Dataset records
________________

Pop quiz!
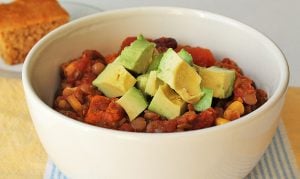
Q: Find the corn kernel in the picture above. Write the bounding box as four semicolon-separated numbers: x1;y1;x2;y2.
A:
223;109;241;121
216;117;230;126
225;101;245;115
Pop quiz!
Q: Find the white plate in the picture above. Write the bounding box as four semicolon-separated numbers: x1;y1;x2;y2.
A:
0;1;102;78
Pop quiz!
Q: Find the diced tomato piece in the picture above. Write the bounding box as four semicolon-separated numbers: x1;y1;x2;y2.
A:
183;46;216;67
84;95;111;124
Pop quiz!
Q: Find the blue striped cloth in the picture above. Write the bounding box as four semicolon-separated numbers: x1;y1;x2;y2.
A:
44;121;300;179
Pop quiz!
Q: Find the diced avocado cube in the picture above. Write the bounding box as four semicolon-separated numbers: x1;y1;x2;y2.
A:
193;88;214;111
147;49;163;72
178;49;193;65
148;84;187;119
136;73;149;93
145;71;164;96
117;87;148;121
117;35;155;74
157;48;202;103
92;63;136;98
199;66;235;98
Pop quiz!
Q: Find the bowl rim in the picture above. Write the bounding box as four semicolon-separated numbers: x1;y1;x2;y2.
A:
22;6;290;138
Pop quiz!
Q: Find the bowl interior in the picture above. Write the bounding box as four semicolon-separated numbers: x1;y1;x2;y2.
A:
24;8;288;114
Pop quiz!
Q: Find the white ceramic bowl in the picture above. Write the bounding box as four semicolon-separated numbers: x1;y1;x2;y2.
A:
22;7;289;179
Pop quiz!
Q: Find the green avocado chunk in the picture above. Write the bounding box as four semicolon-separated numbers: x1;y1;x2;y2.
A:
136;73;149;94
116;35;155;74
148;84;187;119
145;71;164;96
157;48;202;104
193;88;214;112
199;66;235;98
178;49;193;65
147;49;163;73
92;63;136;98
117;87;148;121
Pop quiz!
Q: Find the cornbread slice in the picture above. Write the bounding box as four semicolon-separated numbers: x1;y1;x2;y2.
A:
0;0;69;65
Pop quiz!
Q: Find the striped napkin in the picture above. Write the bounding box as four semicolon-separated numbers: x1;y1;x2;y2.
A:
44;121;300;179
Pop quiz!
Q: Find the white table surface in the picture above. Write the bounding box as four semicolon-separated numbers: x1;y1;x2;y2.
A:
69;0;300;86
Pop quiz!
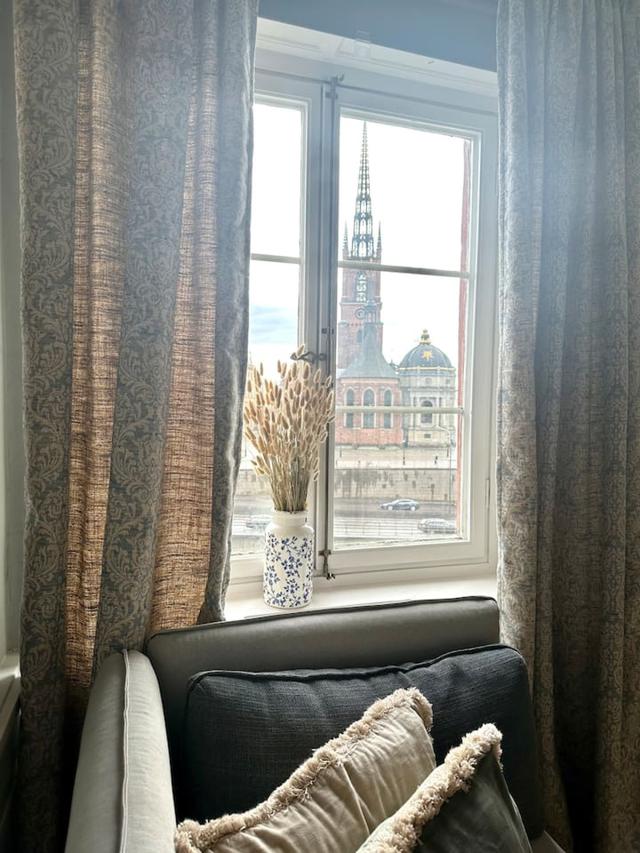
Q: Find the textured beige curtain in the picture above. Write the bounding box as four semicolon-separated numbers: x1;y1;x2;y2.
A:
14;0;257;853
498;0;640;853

________________

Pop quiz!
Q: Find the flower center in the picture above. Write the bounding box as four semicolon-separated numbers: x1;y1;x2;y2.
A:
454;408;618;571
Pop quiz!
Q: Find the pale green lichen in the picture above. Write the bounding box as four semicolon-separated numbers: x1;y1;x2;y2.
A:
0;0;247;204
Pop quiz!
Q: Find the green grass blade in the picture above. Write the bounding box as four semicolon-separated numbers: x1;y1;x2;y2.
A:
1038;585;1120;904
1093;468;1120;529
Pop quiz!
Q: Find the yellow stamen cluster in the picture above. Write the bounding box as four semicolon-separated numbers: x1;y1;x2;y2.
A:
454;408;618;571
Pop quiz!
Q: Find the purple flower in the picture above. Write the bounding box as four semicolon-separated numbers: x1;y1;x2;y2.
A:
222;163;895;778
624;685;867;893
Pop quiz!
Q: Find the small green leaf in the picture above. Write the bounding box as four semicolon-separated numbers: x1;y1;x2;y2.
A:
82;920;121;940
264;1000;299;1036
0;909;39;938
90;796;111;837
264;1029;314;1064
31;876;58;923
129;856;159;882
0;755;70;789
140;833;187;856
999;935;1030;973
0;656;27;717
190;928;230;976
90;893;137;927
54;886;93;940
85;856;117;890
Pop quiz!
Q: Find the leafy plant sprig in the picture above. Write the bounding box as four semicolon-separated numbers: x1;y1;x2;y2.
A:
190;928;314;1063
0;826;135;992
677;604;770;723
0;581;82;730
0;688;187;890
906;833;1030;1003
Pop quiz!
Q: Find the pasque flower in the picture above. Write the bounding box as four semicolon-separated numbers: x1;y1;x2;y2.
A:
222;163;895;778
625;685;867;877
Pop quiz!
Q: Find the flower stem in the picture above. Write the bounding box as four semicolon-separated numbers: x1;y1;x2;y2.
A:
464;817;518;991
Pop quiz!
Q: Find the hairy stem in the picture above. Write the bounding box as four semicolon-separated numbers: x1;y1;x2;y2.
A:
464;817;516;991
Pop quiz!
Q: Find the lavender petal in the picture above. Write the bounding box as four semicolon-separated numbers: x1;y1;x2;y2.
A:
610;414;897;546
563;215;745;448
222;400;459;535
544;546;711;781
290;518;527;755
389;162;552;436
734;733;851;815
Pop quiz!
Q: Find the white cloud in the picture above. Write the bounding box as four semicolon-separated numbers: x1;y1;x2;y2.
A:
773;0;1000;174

________________

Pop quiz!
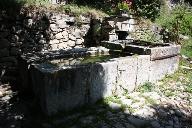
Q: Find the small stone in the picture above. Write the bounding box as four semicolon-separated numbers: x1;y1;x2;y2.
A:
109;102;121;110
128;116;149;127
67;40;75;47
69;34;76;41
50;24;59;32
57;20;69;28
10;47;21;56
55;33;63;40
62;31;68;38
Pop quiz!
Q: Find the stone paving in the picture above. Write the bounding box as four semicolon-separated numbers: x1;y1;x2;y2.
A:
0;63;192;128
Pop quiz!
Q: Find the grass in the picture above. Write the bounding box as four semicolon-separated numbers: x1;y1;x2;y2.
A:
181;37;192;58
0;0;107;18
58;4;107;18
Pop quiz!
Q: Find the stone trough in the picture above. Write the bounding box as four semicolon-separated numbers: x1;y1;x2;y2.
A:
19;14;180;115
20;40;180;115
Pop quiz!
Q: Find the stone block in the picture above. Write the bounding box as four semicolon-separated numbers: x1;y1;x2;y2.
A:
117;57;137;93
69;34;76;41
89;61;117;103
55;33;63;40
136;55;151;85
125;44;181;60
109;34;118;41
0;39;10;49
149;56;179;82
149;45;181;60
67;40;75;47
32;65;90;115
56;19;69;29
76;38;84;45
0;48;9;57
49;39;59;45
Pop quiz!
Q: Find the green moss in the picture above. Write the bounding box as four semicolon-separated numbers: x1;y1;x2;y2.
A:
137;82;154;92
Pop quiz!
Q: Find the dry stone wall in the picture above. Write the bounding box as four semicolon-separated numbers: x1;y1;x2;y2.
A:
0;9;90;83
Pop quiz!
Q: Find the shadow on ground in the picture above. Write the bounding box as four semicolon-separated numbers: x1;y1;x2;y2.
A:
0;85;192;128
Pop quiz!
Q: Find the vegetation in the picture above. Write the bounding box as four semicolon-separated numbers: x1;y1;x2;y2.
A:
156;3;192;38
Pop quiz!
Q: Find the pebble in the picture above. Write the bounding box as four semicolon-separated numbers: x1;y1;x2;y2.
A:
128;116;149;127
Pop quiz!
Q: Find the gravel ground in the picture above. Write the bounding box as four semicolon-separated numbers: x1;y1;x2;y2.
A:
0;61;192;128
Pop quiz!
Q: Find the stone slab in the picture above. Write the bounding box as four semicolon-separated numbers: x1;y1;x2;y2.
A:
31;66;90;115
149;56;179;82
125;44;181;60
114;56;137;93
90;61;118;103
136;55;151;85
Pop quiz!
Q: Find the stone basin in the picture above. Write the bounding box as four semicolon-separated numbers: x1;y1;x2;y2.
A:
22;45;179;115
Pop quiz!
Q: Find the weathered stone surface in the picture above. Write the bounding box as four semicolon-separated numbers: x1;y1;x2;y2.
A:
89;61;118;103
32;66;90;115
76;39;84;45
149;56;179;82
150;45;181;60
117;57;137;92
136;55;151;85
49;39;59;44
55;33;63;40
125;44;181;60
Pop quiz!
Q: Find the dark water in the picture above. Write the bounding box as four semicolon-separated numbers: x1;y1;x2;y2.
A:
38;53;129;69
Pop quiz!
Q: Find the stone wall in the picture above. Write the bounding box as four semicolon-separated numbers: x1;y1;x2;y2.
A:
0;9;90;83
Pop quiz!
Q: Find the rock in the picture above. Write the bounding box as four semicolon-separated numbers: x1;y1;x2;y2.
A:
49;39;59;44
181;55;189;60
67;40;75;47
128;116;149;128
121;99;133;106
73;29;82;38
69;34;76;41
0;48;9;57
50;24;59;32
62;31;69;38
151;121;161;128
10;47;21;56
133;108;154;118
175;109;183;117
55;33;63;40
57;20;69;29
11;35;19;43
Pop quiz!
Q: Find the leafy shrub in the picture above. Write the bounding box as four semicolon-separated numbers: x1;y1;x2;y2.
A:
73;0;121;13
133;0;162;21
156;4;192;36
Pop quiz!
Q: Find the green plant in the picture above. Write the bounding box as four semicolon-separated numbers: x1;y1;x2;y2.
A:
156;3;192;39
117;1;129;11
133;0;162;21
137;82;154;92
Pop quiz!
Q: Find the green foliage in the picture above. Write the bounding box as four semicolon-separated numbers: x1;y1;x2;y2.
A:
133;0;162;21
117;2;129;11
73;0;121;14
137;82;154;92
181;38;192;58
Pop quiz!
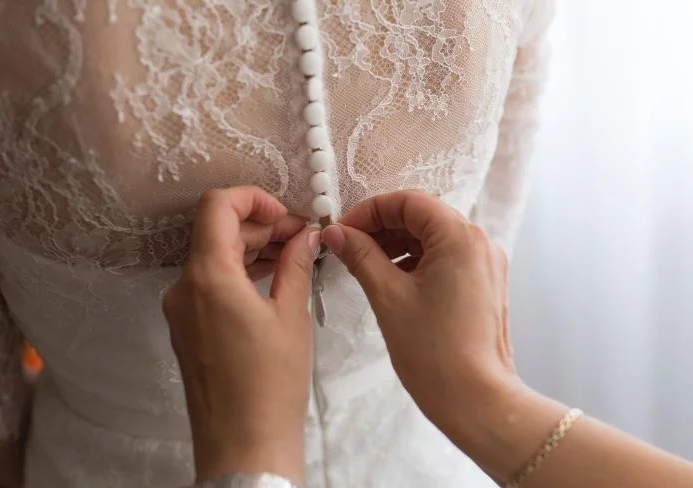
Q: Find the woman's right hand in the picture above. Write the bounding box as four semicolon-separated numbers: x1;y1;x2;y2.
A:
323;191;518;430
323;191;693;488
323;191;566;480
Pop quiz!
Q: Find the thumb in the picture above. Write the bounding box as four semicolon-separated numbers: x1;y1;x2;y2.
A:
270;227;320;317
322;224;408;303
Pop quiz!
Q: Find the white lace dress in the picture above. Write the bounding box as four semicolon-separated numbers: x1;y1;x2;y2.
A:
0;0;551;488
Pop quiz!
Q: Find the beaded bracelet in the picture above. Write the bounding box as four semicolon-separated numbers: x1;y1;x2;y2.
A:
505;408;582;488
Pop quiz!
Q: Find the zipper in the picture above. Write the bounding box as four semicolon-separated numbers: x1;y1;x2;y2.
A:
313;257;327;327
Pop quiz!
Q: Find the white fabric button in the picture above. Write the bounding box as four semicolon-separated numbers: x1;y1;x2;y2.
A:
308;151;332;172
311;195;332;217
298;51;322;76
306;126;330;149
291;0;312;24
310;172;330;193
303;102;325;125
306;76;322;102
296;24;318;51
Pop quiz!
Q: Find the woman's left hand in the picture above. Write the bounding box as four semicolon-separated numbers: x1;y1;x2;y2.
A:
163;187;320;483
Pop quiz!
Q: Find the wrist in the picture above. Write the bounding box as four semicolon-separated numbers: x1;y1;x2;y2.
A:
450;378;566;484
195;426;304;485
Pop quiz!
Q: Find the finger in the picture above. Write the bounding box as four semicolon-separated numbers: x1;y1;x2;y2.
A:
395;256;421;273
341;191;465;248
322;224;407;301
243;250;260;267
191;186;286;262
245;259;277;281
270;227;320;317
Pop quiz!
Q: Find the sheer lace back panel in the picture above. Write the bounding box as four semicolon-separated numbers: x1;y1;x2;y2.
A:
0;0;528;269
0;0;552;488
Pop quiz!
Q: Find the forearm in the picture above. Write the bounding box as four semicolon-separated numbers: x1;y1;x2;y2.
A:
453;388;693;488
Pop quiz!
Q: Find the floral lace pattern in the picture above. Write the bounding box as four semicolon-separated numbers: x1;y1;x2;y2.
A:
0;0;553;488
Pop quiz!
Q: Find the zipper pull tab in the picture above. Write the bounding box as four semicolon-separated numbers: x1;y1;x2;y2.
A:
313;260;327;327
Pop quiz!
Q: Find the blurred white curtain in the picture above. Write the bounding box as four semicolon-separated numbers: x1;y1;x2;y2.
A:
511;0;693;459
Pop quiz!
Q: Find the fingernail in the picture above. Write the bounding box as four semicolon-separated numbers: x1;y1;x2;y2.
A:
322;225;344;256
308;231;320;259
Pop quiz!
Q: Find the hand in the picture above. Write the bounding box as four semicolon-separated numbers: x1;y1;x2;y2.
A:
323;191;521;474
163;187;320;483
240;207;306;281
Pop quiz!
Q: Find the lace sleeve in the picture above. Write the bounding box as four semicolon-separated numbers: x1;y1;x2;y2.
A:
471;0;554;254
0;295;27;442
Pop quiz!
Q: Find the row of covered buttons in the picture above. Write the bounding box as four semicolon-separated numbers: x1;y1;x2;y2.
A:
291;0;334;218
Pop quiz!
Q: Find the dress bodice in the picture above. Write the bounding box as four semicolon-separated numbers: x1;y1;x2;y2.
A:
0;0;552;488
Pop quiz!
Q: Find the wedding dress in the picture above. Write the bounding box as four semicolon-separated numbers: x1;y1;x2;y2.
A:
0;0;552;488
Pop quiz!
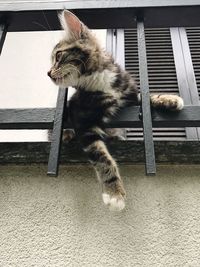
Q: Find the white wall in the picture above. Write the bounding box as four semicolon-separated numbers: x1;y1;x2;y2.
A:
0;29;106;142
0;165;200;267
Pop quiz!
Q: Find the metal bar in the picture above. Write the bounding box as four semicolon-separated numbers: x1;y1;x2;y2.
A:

________________

Count the lines in the records above that contain the string "stem", with case counting. Reply with the number alone.

[SOLUTION TO THIS TASK] 2